__DATA FOR THE TASK__:
====================

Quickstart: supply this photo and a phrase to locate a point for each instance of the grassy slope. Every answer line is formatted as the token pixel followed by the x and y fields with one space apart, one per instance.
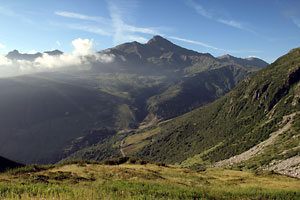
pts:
pixel 147 181
pixel 238 121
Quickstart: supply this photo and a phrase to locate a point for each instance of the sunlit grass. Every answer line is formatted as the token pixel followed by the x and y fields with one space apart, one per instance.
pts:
pixel 149 181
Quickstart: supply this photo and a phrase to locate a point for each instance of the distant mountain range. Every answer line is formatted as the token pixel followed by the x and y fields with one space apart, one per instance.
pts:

====================

__PROBLEM DESCRIPTION__: Copy out every row above word for word, omitting the pictures.

__EXERCISE RESPONSE__:
Quickstart: supply this photo and a phrase to locate a point for each instance of the grassy slope. Every answer line is formatted as the token pixel followed by the x and y fields with one space apart, one per instance.
pts:
pixel 147 181
pixel 238 121
Quickstart: supply this photo and a phrase to locate a point for each instance of the sunlit grass. Every answer line is formatted as the token pixel followed by the x and y fields with one space apart, one per instance.
pts:
pixel 149 181
Quickstart: supply this photo and a phrase to locate a point for each instance of the distant mountain range. Every answer line is formatted as the token pixel followed by the x and y fields with one space apart, one per instance.
pts:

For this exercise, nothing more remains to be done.